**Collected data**
::::
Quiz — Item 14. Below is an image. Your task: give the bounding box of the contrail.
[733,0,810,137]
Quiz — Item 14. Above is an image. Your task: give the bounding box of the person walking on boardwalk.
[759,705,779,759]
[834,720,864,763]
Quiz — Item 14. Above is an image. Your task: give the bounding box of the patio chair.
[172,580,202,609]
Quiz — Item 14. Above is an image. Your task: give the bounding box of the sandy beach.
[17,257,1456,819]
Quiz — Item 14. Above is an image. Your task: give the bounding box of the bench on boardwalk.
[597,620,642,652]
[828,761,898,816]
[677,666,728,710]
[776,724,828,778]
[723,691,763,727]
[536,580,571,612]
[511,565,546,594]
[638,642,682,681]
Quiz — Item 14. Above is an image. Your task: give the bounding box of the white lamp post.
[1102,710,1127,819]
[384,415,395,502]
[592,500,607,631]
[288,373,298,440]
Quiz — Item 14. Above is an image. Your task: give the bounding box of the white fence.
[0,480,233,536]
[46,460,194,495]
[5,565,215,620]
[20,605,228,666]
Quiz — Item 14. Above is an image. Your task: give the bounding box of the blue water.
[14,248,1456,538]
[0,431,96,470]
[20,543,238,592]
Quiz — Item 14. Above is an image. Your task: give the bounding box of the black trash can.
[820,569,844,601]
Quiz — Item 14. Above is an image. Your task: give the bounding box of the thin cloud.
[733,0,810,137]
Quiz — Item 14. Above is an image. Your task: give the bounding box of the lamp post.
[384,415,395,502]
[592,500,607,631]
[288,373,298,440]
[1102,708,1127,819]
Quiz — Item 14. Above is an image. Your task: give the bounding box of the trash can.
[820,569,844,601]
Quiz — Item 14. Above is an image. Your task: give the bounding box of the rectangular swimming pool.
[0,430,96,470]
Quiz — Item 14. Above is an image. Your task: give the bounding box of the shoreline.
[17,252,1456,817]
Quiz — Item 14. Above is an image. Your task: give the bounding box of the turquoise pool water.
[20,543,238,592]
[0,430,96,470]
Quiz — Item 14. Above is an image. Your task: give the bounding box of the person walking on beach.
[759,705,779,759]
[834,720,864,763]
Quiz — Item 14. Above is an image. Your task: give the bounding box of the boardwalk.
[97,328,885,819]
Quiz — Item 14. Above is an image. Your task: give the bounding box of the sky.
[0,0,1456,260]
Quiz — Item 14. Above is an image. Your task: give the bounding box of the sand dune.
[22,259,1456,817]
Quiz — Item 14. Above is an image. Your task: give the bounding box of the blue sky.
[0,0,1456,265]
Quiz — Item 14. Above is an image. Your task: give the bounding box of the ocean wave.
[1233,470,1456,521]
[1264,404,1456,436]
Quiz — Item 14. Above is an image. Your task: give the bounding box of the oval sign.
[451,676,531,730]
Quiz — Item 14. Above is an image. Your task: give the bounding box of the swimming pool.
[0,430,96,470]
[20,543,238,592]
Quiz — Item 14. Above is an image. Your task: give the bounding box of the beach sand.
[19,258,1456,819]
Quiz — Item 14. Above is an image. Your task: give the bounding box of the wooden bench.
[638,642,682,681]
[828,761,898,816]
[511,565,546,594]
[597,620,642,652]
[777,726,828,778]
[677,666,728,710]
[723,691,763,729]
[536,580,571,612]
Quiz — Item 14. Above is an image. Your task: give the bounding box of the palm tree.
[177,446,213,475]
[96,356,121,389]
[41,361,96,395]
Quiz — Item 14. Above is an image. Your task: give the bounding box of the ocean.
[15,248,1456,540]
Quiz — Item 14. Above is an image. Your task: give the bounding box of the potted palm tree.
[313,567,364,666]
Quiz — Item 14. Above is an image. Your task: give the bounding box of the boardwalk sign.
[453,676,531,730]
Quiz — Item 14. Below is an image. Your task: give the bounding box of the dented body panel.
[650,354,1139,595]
::::
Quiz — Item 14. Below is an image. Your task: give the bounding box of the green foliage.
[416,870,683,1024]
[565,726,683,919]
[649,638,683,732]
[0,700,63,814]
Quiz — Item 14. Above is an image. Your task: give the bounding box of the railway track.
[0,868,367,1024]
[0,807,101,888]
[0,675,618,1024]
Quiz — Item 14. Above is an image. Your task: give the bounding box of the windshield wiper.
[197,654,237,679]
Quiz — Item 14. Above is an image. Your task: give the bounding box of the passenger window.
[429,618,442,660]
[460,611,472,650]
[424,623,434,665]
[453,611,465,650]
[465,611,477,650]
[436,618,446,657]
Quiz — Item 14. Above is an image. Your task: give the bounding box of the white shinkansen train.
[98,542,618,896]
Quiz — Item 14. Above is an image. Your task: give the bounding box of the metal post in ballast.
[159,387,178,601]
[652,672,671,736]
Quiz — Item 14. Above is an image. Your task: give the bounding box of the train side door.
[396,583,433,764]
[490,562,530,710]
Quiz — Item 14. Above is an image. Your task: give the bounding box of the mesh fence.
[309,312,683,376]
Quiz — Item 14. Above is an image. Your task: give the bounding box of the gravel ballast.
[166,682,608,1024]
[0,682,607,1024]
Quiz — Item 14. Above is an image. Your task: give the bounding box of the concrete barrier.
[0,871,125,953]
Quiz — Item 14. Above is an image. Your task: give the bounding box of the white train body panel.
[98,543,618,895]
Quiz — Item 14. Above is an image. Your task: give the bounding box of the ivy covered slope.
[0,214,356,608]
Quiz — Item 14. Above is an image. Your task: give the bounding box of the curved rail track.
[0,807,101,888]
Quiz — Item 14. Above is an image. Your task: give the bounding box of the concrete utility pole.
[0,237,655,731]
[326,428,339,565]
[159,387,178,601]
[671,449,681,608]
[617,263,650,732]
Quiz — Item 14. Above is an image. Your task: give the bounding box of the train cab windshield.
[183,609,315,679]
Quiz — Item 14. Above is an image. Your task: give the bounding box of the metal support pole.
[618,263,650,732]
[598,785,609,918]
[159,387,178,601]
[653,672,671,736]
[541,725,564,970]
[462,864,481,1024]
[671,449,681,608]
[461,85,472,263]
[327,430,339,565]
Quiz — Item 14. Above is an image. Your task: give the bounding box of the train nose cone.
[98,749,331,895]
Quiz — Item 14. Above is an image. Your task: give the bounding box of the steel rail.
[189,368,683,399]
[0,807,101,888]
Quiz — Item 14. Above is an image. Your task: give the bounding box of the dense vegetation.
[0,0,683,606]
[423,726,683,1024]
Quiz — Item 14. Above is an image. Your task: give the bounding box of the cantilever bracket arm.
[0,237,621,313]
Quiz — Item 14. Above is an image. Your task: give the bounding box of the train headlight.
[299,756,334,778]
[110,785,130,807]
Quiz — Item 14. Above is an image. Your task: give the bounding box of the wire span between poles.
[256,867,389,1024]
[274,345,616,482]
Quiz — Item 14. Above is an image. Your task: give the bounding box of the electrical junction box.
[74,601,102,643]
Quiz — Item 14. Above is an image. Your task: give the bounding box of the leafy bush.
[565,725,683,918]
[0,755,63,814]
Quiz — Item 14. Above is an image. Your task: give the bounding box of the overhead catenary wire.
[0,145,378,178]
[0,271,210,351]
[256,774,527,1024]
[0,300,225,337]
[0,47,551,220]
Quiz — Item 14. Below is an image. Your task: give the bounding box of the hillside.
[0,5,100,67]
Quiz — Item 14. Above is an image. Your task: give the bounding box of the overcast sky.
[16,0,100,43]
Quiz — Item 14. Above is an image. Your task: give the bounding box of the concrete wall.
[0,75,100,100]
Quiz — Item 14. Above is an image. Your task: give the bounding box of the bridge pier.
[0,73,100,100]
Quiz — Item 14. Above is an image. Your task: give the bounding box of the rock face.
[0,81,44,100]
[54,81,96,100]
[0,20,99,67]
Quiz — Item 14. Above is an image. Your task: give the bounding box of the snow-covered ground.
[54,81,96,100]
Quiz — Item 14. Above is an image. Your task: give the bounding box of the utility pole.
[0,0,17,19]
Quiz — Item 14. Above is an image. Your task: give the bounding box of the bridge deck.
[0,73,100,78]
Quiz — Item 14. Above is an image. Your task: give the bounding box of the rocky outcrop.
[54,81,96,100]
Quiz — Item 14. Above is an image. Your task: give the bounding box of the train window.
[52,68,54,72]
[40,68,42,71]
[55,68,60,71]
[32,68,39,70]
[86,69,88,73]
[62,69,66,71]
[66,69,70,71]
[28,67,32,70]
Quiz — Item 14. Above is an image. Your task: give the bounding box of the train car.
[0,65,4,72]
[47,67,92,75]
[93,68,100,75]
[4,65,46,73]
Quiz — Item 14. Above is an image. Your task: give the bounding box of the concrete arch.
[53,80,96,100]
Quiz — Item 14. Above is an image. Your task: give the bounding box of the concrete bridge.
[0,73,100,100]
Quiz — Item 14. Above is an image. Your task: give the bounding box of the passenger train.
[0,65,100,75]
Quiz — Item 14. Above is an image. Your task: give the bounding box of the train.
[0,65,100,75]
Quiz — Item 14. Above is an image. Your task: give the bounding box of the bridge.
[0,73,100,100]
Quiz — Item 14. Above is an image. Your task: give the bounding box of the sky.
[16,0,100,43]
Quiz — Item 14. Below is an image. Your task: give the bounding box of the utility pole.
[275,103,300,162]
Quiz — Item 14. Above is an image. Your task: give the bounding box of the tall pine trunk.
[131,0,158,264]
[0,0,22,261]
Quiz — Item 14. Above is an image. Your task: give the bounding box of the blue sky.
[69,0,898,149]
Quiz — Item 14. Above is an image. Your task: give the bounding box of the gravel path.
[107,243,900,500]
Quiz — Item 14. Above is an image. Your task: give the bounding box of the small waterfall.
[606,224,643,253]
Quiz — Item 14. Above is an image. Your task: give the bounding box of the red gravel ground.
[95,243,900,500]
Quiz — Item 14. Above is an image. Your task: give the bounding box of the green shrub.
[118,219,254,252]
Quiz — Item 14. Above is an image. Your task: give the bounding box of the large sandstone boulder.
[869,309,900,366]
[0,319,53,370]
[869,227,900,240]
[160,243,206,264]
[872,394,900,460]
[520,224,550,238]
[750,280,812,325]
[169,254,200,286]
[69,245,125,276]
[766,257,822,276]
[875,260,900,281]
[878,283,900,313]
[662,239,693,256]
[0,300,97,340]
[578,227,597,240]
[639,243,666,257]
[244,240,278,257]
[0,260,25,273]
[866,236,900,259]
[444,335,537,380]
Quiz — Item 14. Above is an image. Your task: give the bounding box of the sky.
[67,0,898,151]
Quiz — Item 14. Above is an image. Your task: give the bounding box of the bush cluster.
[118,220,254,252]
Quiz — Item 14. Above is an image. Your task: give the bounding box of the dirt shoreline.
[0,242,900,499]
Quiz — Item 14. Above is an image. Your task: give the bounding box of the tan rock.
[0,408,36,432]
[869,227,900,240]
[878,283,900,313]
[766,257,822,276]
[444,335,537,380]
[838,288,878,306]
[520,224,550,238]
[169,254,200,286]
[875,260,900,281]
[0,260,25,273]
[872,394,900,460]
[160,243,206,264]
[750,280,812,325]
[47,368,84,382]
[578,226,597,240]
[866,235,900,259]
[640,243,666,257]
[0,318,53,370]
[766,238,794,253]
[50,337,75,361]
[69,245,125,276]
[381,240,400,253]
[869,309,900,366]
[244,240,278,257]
::::
**TASK OBJECTIVE**
Write out everything from the line containing "potted palm tree." down to the line containing "[650,354,1139,595]", swapping "boardwalk sign" for "pier sign" and keeping the rest unchanged.

**PROBLEM SOLUTION**
Quiz — Item 14. Above is an image. Your task: give the bounding box of the potted palm tree.
[313,567,364,666]
Quiz — Item 14. Above is an image. Your task: give the bounding box of the pier sign.
[453,676,531,730]
Quiz — Item 14. Below is an image. Your task: give the bounding box of the dented body panel.
[650,354,1139,595]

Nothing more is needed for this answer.